The scheme was worked out with the result foreseen and intended. The capital stock of the Temple Iron Company, aggregating only $240,000, was all secured. That company was then operating a small iron furnace near Reading. Its assets were small, but its charter was a special legislative charter which gave it power to engage in almost any sort of business, and to increase its capital substantially at will. Control of that company having been secured, it was used as the instrument for the purpose intended.
The plan by which the defendant carriers were enabled to carry out this scheme and apportion among themselves proportionate interests in the property acquired and the burden to be assumed was not simple, but elaborate. The financial arrangements seem to have been made through Mr. Baer, who was the president of and a large stockholder in the Temple Company, and Mr. R. J. Bacon, of the firm of J. P. Morgan 3 Company. Shortly stated, it was this: The Temple Company increased its [226 U.S. 324, 350] capital stock to $2,500,000 and issued mortgage bonds aggregating $3,500, 000. Simpson & Watkins agreed to sell to the Temple Company their properties for something near $5,000,000. They accordingly transferred to the Temple Company the capital shares in the several coal companies, holding the title to their eight collieries, and received in exchange $2, 260,000 in the shares of the Temple Company, and $3,500,000 of its mortgage bonds. By contemporaneous instruments Simpson & Watkins transferred to the defendant the Guaranty Trust Company of New York, as trustee, this capital stock and $2,100,000 of the bonds of the Temple Company, and received from the Guaranty Company, $3,238,396.66 in money and $1,000,000 in certificates of beneficial interest in the stock of the Temple Company. The Guaranty Company seems to have been but a medium and was accordingly protected by a contemporaneous contract with the Reading Company and the other carrier defendants by which they severally contracted with the Guaranty Company to purchase the Temple Company's capital stock in a certain agreed proportion or percentage of the total capital stock, and to guarantee the bonded debt of the Temple Company in the same proportion. A large proportion of the bonds and of the beneficial certificates of interest in stock of the Temple Company was later guaranteed, or underwritten, as the stock phrase goes, by a syndicate including J. P. Morgan, William Rockefeller, the Guaranty Company, and others.

Requirement A: According to the passage on the Temple Iron Company, what was that company operating at the time its capital stock was secured?
Requirement B: Summarize the passage on the Temple Iron Company in two sentences.
Requirement C: Rewrite the paragraph of the passage on the Temple Iron Company that begins "The scheme was worked out" as a brief bulleted list that keeps its main facts.

Dataset extract:
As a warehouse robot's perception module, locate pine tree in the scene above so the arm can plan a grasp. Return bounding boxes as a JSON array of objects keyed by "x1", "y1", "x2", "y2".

Written reply A: A small iron furnace near Reading.

Written reply B: The carriers secured all the capital stock of the Temple Iron Company, a small company whose special legislative charter allowed it to engage in almost any business and to increase its capital at will, and used it as the instrument of their scheme. Through an elaborate plan, the Temple Company increased its capital stock to $2,500,000 and acquired the properties of Simpson & Watkins, while the Guaranty Trust Company acted as trustee and was protected by a contract under which the carrier defendants agreed to buy the Temple Company's stock and guarantee its bonded debt in fixed proportions.

Written reply C:
- The scheme was planned with its result foreseen and intended.
- All of the Temple Iron Company's capital stock, totaling only $240,000, was secured.
- The company then operated a small iron furnace near Reading and had small assets.
- Its special legislative charter let it engage in almost any business and increase its capital substantially at will.
- Once controlled, the company was used as the instrument for the intended purpose.